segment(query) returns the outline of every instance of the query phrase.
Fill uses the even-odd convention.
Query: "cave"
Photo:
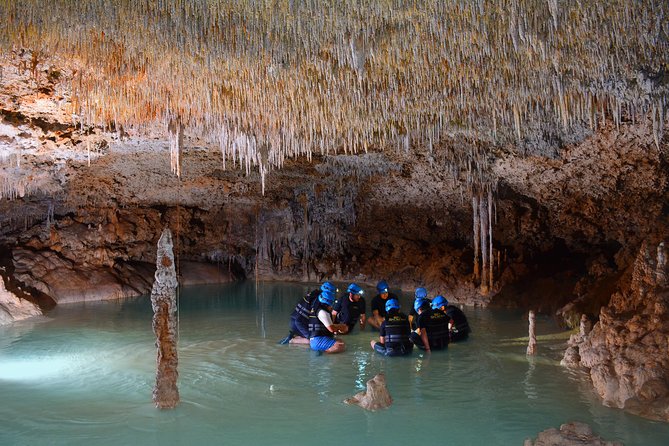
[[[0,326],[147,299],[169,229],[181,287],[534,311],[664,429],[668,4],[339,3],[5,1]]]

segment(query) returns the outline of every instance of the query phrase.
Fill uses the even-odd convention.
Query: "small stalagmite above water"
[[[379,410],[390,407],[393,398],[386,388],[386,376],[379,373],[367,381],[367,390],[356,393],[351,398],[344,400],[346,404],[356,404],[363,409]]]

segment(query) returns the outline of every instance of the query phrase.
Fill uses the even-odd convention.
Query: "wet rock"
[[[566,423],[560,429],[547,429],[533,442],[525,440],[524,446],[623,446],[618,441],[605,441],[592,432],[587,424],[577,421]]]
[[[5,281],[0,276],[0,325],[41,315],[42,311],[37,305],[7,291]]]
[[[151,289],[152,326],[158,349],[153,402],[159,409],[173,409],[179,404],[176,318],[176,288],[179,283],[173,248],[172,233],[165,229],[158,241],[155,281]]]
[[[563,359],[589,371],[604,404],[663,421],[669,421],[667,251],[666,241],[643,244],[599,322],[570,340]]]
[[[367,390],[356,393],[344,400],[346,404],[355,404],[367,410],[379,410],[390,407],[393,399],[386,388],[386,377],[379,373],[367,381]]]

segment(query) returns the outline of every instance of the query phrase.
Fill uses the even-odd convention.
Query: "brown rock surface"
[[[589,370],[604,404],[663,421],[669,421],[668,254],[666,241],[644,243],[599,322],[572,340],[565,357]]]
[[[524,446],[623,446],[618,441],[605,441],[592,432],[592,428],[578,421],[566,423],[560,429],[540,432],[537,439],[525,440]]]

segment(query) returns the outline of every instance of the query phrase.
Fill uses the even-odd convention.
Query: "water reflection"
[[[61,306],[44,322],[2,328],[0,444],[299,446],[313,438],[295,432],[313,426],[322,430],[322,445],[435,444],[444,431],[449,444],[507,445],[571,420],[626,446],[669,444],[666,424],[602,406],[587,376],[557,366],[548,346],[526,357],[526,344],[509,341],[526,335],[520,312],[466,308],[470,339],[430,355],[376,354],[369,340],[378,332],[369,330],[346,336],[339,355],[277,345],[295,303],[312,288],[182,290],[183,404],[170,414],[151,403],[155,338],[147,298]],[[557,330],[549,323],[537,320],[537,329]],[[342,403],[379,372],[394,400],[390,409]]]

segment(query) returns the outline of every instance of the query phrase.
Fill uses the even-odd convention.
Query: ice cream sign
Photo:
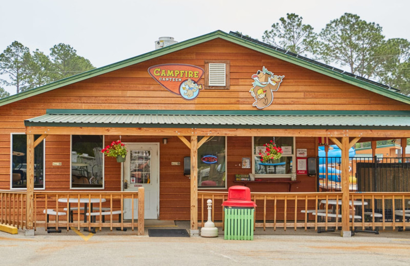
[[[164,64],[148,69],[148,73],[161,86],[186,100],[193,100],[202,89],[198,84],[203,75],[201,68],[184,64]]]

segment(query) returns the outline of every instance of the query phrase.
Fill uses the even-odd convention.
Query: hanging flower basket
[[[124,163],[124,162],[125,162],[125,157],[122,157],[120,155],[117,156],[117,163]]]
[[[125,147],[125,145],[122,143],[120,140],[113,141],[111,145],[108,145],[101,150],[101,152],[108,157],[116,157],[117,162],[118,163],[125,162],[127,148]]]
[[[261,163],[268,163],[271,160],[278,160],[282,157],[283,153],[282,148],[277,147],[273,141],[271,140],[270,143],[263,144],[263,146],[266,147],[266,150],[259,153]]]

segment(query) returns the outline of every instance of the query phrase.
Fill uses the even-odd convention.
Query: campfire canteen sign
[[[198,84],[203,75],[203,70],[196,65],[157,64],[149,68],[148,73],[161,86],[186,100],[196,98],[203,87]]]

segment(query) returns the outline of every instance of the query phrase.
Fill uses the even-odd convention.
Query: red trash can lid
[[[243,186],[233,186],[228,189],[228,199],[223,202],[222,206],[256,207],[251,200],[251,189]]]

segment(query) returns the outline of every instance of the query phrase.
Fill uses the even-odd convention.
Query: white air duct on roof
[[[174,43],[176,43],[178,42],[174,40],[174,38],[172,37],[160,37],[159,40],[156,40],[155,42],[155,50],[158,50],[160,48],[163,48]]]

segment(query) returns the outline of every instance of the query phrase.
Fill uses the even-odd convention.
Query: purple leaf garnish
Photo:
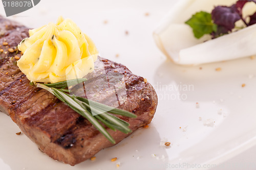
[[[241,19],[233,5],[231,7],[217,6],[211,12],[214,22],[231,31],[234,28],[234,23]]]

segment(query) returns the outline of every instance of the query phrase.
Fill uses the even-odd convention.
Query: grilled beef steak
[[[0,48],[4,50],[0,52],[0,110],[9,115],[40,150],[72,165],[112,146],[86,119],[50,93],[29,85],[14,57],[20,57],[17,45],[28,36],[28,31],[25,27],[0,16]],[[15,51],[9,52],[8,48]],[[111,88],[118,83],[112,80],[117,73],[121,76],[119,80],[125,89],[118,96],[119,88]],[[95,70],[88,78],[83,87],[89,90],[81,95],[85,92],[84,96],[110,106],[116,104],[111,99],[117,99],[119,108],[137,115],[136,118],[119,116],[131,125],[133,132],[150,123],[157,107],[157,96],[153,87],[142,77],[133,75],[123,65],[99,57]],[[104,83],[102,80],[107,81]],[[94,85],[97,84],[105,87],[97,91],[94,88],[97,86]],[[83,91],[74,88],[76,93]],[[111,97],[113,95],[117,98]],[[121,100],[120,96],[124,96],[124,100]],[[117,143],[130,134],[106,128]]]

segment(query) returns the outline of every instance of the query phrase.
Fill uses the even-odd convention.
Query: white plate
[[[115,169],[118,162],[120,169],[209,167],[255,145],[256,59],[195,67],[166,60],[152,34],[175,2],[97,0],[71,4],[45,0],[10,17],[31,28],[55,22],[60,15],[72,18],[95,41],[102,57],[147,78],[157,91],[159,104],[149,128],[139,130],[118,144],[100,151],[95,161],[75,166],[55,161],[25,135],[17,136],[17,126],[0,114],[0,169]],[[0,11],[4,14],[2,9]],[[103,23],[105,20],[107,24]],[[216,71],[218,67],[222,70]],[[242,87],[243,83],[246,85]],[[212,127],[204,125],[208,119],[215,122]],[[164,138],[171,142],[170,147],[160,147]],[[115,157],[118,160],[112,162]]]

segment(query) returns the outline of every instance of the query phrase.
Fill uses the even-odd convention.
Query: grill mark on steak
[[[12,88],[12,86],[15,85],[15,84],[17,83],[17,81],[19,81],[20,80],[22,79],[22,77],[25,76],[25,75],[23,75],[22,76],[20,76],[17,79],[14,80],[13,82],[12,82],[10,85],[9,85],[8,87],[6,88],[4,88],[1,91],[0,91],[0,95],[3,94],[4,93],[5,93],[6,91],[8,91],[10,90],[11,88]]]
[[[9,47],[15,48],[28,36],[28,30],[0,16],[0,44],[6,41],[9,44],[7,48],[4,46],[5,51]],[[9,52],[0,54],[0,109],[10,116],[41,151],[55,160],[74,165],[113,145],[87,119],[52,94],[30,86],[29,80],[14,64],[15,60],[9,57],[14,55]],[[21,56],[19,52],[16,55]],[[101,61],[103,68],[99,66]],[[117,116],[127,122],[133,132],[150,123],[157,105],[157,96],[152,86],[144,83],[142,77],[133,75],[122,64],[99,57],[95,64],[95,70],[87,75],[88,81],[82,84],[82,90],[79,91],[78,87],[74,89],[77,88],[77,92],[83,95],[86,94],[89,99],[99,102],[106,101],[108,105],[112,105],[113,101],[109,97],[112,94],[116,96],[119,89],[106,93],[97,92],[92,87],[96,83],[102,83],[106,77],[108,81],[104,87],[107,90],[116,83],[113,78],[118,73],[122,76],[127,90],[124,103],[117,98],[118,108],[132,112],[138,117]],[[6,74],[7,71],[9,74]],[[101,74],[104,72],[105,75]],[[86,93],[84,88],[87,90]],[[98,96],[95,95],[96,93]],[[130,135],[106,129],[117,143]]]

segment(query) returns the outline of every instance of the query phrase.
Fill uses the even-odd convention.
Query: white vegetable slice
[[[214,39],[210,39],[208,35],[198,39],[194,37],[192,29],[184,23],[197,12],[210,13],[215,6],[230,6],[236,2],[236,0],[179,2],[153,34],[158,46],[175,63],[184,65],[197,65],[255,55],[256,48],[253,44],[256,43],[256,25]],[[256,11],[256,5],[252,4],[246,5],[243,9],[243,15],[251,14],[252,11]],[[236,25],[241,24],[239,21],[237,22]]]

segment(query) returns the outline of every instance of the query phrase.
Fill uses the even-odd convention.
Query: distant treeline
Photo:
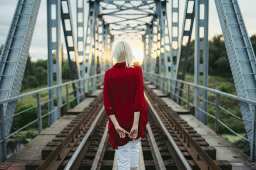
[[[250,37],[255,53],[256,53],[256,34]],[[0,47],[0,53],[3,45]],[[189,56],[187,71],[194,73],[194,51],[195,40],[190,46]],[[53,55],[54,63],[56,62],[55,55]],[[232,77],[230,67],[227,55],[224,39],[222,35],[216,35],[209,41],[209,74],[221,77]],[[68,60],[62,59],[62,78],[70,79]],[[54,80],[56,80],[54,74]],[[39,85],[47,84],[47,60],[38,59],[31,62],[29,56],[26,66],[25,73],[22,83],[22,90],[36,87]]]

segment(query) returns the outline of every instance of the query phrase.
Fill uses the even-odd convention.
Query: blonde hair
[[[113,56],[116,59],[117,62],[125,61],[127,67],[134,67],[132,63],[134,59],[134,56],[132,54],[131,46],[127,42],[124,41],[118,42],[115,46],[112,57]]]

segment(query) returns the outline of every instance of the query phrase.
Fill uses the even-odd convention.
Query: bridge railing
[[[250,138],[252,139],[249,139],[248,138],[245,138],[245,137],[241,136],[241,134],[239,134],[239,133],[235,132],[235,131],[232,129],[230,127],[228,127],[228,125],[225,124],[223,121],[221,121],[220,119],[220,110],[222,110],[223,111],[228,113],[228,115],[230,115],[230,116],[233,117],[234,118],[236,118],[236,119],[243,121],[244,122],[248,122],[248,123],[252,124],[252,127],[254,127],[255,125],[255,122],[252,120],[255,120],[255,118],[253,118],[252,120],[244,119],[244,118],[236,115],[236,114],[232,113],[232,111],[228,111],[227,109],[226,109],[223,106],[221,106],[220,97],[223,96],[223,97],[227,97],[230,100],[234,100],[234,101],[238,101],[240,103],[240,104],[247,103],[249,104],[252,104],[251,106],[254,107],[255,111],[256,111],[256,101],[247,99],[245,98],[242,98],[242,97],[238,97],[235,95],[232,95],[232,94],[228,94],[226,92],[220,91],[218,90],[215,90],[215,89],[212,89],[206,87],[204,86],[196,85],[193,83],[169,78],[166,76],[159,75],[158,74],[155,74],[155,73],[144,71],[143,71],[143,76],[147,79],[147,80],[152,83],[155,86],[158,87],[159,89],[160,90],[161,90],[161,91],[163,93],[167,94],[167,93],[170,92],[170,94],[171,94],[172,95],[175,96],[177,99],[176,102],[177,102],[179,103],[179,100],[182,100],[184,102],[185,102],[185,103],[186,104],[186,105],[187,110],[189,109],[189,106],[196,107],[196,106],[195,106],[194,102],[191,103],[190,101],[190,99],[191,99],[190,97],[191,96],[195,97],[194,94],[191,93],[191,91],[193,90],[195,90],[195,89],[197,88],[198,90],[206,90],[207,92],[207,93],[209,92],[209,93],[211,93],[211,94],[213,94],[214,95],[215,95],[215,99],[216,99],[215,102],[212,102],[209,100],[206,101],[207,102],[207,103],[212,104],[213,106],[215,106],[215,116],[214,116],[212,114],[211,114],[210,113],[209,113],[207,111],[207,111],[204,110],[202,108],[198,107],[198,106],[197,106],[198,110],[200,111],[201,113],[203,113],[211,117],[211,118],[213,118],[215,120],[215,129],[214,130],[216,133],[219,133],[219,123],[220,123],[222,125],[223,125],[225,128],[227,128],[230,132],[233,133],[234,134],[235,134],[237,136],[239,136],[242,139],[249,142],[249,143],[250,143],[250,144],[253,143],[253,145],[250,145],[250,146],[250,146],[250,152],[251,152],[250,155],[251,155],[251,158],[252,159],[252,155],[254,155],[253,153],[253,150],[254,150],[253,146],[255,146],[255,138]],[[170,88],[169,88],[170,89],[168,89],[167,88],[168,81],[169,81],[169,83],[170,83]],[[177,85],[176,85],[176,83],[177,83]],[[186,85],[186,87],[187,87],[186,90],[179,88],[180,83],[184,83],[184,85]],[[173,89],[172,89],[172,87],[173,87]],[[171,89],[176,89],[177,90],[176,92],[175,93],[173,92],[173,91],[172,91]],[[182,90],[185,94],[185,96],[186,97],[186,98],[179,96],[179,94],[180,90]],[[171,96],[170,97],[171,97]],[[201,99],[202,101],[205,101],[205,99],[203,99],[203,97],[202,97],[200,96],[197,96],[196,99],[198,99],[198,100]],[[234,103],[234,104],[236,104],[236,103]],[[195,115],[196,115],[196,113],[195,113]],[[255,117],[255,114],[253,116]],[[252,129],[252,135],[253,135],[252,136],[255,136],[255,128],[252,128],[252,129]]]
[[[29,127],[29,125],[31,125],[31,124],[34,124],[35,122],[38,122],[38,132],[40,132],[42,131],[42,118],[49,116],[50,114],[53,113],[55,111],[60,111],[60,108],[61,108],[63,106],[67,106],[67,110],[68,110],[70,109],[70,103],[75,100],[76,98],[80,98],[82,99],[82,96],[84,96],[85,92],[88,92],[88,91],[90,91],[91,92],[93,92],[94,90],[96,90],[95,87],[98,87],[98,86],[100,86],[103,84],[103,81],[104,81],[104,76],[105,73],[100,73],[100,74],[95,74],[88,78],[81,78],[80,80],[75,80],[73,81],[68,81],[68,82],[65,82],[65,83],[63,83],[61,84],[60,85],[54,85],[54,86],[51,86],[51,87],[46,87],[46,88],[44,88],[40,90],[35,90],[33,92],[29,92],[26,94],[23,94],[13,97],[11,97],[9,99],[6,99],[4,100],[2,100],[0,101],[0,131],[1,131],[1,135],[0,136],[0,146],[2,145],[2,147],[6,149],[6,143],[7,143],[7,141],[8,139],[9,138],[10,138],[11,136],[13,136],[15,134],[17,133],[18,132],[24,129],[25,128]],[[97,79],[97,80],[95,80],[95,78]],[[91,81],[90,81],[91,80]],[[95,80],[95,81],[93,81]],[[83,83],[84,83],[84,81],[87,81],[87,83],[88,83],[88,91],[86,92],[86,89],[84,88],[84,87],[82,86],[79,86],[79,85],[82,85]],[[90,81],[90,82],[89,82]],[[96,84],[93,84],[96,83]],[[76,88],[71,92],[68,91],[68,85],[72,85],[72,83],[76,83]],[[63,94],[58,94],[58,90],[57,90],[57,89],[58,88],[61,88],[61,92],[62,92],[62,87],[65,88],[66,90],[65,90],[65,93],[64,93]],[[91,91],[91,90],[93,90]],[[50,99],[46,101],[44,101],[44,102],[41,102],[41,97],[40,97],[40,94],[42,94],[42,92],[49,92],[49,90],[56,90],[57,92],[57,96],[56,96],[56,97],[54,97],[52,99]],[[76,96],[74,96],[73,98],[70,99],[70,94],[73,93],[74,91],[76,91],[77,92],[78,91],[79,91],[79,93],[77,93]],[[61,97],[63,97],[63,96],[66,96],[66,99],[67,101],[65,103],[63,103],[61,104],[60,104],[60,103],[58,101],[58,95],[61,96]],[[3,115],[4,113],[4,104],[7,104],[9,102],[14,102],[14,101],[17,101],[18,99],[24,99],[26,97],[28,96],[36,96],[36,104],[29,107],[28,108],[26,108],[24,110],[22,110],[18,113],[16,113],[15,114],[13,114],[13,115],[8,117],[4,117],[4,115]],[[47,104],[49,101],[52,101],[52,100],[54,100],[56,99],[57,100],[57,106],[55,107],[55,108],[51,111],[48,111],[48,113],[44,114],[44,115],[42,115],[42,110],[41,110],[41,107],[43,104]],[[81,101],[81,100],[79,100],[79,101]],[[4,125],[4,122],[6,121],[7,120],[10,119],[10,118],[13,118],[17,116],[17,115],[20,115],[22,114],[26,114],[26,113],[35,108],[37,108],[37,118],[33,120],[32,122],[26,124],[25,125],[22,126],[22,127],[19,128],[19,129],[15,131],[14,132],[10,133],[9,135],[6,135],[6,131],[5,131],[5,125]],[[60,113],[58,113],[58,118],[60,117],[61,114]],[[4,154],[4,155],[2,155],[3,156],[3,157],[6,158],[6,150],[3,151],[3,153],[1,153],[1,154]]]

- - - - - - -

_TASK DIRECTIONS_:
How many lines above contain the word "water"? Give only the number.

_WRITTEN RESPONSE_:
2